Page text:
Google’s big announcement that it will offer ultra-high-speed Internet and fiber television in Kansas City later this year seems, at first glance, to be a story about Internet consumers. But the story has a couple of interesting angles for the social sector as well. A year ago, Google announced that it would wire one city in America with “Google Fiber,” an Internet service 100 times faster than high-speed services available in most parts of the country. Google choose Kansas City, Kan. as its first site and later said Kansas City, Mo. would also be included in the demonstration project. Google and the two cities have talked about how the service could spark economic development, build neighborhoods and communities, and help arts, health care and cultural groups do innovative new things.

The tasks:
1/ Can you summarize the Google Fiber passage in three sentences?
2/ Can you reproduce the Google Fiber passage word for word, starting with "Google’s big announcement" and going on through "innovative new things."?
The lines that come next have no connection to the Google Fiber passage.

Data segment:
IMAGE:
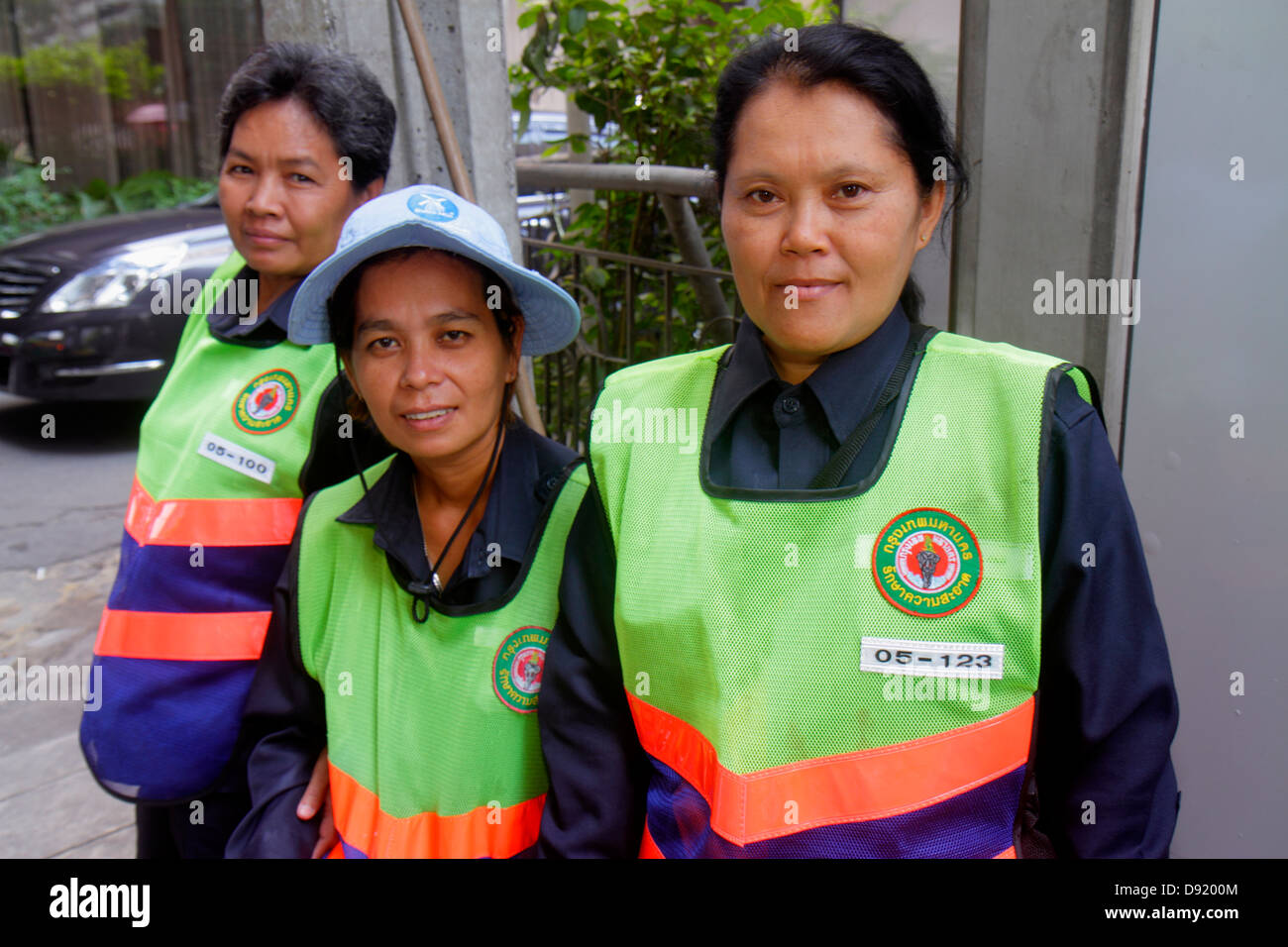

Expected outputs:
1/ Google has announced that later this year it will offer ultra-high-speed Internet and fiber television in Kansas City, a story that concerns the social sector as well as Internet consumers. A year earlier, Google said it would wire one American city with Google Fiber, a service 100 times faster than the high-speed Internet available in most of the country, and it picked Kansas City, Kan., later adding Kansas City, Mo. Google and the two cities have discussed how the service could spark economic development, build neighborhoods and communities, and help arts, health care and cultural groups do innovative new things.

2/
Google’s big announcement that it will offer ultra-high-speed Internet and fiber television in Kansas City later this year seems, at first glance, to be a story about Internet consumers. But the story has a couple of interesting angles for the social sector as well. A year ago, Google announced that it would wire one city in America with “Google Fiber,” an Internet service 100 times faster than high-speed services available in most parts of the country. Google choose Kansas City, Kan. as its first site and later said Kansas City, Mo. would also be included in the demonstration project. Google and the two cities have talked about how the service could spark economic development, build neighborhoods and communities, and help arts, health care and cultural groups do innovative new things.